Prompt:
Count the lines in the items below that contain the string "trailer". Reply with the number only.

··· Data provided ···

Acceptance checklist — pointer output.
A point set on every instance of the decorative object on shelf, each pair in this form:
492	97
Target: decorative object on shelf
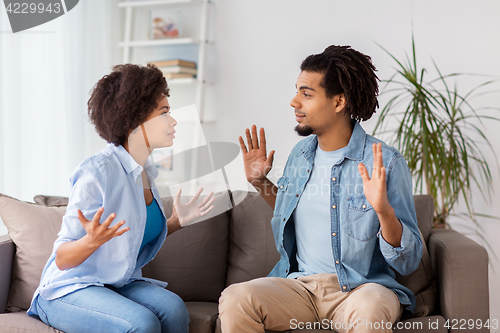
438	132
174	62
176	68
164	27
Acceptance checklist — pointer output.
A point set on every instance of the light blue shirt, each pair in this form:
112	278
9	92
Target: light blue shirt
111	179
360	253
312	218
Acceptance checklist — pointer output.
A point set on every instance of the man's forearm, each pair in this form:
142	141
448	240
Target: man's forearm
267	190
391	228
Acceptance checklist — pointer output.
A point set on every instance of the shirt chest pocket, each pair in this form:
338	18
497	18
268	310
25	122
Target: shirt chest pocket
362	221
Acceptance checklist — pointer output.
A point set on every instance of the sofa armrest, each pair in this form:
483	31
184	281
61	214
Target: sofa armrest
461	267
6	256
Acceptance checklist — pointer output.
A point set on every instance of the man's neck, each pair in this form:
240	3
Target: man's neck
337	137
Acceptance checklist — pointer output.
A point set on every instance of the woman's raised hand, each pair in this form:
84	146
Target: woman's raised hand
257	165
188	213
100	233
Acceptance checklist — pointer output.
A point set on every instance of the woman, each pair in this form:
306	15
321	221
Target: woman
92	282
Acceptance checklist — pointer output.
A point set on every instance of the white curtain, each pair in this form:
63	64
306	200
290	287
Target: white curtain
46	74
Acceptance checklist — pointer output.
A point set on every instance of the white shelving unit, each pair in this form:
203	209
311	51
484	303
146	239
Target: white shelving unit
202	40
128	45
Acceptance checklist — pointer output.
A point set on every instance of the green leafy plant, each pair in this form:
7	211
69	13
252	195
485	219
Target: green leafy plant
439	133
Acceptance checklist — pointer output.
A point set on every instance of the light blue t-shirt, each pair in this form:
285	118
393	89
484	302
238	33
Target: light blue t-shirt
312	218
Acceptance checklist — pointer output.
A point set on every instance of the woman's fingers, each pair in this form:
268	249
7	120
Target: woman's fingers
249	139
108	221
205	212
203	202
255	142
243	146
196	196
263	140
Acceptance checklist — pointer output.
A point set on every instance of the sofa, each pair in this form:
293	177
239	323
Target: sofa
236	244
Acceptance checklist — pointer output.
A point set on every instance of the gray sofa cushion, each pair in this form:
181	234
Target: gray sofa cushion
21	323
193	260
252	252
33	229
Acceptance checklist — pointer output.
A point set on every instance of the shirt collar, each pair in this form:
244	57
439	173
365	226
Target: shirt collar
129	163
354	147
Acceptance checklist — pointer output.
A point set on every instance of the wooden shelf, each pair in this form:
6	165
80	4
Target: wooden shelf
158	42
186	80
126	4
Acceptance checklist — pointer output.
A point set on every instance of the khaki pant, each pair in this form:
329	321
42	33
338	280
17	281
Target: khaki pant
311	302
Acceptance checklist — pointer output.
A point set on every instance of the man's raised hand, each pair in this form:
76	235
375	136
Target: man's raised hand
257	165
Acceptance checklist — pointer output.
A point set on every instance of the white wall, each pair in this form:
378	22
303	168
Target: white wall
260	44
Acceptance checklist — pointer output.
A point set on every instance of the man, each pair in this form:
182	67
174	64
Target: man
339	227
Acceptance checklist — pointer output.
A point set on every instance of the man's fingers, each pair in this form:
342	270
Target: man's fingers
249	139
363	172
255	142
243	146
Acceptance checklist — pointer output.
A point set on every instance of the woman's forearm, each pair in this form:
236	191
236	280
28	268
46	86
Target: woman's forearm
73	253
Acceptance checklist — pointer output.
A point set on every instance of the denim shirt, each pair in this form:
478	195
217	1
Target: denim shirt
111	179
360	253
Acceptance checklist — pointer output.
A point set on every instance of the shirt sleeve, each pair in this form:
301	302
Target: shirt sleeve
87	194
405	258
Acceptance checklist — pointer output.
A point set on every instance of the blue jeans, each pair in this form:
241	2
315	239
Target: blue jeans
137	307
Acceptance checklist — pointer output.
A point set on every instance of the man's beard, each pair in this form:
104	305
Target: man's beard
303	130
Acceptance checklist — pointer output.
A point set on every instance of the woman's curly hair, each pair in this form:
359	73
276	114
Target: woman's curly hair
123	100
347	71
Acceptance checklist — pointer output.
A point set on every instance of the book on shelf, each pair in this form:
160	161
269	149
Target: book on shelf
177	76
178	69
173	62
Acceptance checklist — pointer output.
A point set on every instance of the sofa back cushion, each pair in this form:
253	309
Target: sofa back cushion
33	229
193	260
252	252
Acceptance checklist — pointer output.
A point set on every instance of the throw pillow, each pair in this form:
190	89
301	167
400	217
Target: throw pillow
33	229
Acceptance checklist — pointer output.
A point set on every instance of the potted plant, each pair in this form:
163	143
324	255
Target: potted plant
437	132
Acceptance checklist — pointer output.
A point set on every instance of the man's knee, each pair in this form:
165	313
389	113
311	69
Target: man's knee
373	303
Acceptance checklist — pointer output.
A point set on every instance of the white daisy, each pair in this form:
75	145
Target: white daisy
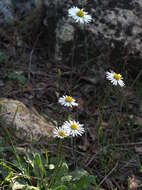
115	78
74	126
67	101
79	15
61	132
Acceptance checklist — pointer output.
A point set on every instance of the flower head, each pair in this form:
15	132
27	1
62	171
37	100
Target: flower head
79	15
67	101
61	132
74	127
115	78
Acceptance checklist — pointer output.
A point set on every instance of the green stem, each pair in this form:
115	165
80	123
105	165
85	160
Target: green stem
58	161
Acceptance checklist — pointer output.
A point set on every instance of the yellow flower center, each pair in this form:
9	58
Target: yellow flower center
116	76
80	13
62	133
68	99
74	127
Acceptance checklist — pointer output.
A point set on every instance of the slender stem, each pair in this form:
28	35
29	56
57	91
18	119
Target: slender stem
72	65
73	151
86	46
58	161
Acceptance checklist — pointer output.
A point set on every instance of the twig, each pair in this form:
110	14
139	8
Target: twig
109	174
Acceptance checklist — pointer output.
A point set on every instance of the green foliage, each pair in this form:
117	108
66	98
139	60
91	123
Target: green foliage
35	174
3	57
18	77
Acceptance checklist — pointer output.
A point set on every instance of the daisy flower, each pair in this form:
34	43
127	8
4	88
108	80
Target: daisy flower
61	132
74	127
67	101
79	15
115	78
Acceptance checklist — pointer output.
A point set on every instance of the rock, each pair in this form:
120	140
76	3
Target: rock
114	34
22	122
116	29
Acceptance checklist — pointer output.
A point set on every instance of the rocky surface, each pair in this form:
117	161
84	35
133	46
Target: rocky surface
114	33
116	29
24	123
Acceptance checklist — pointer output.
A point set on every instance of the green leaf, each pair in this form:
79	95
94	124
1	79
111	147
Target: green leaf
77	174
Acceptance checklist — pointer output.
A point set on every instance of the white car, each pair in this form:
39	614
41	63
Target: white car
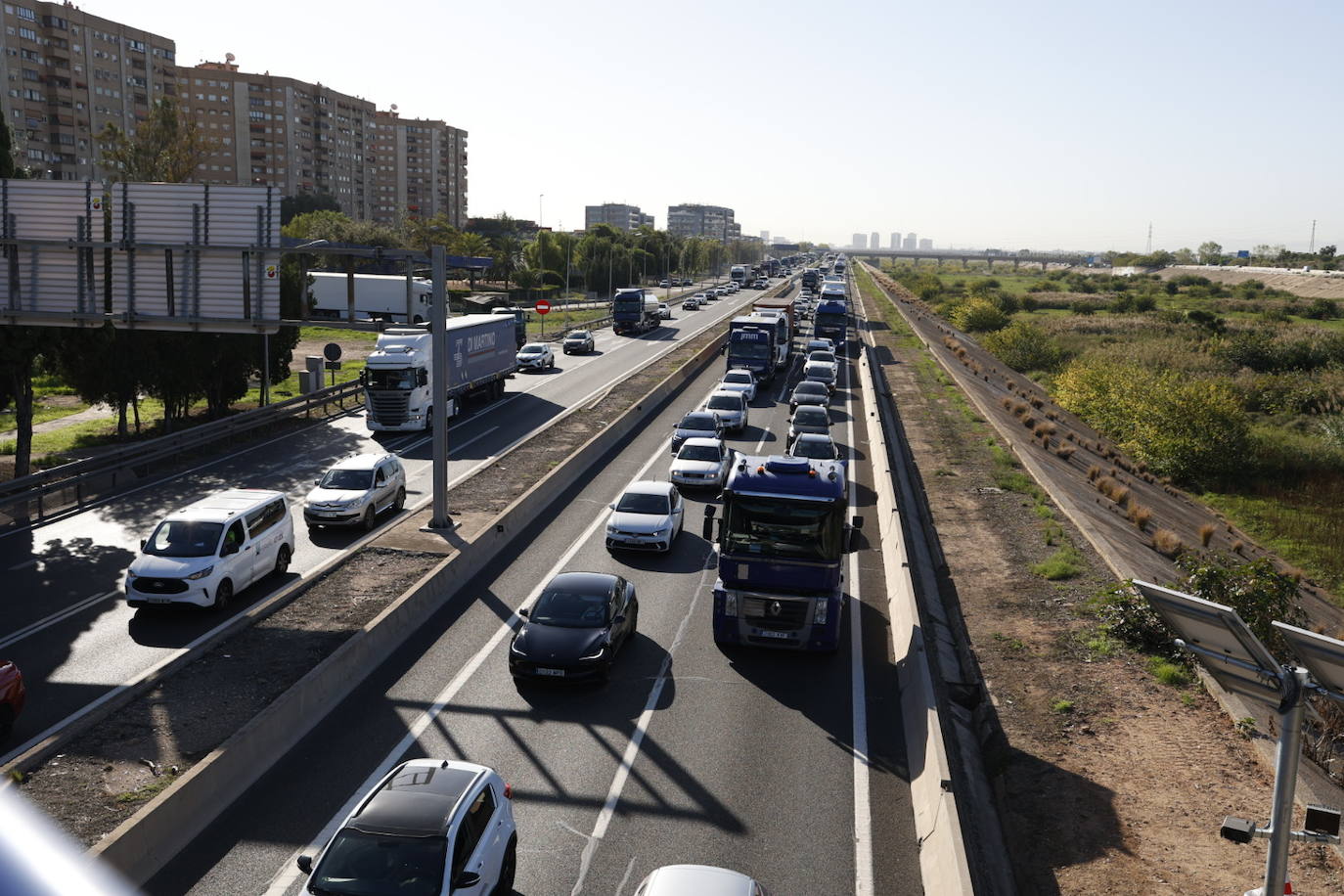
739	381
697	880
535	356
648	516
428	827
701	463
356	490
730	407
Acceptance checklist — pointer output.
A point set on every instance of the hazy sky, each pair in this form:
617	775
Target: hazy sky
1027	124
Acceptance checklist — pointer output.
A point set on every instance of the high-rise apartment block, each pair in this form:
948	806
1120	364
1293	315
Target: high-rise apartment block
617	215
714	222
67	74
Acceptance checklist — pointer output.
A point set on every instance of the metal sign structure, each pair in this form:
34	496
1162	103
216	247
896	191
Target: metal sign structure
1239	662
182	255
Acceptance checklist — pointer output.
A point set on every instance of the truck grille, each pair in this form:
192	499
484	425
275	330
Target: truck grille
388	407
781	614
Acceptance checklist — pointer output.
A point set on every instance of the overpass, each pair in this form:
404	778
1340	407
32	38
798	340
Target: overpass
941	255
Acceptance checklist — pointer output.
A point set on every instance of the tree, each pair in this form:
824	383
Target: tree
167	147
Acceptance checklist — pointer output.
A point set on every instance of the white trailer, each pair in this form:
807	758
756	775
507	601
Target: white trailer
377	297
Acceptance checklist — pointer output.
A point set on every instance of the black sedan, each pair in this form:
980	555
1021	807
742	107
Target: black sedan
575	628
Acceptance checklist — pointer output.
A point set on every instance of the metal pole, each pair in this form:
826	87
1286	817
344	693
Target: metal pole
1285	780
438	348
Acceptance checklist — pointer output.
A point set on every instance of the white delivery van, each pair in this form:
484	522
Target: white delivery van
208	551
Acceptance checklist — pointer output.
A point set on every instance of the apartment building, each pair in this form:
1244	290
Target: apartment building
67	74
703	220
617	215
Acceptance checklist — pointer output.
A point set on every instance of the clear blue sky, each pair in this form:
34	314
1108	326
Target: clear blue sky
1031	124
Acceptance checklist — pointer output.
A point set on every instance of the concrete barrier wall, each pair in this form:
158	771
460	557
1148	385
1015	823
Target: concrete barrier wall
146	841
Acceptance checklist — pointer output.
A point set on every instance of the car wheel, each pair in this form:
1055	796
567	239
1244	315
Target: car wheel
507	870
283	560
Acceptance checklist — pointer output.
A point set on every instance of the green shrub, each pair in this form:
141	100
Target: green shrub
978	316
1024	347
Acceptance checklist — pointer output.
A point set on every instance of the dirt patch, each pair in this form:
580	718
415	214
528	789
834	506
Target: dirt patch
107	774
1109	782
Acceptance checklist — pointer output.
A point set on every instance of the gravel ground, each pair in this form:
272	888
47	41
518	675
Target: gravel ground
112	770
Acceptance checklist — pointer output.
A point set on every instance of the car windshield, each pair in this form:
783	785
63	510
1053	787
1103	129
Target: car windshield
700	453
637	503
781	528
184	539
811	417
819	449
381	866
348	479
570	608
401	378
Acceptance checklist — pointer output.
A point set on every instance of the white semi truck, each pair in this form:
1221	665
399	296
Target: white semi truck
398	377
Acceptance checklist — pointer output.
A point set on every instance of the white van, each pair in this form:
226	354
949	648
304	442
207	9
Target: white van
207	553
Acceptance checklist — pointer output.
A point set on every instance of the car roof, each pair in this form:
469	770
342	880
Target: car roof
701	880
419	799
584	582
652	486
360	461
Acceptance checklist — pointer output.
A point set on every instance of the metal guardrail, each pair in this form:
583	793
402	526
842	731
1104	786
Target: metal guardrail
50	493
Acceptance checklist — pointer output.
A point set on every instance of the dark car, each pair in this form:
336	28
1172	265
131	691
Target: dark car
579	340
575	628
809	392
11	696
696	425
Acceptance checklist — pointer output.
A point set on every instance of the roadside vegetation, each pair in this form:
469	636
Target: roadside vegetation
1235	392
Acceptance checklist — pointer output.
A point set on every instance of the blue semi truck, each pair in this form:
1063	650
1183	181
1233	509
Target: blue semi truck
781	546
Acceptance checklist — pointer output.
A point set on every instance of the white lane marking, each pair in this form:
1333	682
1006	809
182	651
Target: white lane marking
285	877
54	618
632	749
858	690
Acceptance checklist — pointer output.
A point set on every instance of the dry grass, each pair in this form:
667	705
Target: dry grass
1167	543
1206	533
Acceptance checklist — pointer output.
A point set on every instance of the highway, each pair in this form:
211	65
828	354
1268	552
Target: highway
784	766
71	633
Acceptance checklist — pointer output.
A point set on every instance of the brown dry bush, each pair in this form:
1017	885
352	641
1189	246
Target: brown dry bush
1167	543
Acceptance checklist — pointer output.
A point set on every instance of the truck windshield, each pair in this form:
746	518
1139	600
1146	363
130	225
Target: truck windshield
750	351
402	378
381	866
184	539
783	528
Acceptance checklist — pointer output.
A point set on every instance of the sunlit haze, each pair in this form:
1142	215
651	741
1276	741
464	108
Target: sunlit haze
1032	124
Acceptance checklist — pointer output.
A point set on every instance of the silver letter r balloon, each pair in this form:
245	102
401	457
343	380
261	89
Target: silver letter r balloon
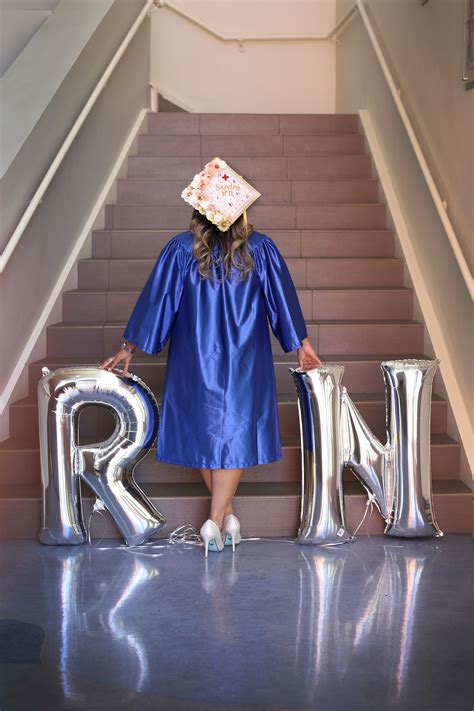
107	467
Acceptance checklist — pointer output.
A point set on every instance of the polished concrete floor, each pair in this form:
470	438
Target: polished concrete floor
374	624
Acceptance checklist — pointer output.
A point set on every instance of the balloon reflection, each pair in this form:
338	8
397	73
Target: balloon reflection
341	610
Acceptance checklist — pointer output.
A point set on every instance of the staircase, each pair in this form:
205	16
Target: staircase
320	204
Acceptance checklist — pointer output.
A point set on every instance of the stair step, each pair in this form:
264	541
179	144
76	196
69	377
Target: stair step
324	216
234	124
263	144
349	243
136	191
98	340
314	272
350	303
254	167
264	509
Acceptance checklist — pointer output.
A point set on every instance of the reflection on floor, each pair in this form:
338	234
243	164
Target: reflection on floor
374	624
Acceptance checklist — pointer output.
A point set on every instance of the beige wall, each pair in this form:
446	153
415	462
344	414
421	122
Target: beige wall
424	44
208	74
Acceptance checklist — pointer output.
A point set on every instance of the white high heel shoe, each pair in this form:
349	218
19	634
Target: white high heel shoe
212	536
231	529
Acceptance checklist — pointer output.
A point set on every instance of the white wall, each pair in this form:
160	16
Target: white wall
361	84
34	77
52	234
205	74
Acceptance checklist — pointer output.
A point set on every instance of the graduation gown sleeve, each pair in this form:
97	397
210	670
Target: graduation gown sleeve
153	315
281	300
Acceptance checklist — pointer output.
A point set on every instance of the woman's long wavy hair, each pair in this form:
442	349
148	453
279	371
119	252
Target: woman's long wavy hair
233	245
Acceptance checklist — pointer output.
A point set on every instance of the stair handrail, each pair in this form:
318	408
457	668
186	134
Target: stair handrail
149	7
339	27
439	203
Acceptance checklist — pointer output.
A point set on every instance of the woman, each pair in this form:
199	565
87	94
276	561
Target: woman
212	290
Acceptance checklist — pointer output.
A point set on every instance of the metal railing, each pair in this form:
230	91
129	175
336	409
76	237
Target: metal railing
468	55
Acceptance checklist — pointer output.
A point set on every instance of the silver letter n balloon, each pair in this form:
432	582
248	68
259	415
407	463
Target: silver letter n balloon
107	467
397	475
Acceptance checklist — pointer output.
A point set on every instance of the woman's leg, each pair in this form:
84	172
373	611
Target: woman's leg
224	486
207	476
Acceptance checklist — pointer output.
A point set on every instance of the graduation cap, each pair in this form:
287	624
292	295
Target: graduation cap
219	193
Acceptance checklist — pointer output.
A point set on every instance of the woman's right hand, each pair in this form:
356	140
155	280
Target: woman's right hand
119	357
307	358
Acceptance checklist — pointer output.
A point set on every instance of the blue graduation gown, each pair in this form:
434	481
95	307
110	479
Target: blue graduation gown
219	405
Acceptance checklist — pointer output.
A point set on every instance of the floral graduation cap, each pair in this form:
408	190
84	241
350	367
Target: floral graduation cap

···

Solution to this problem:
2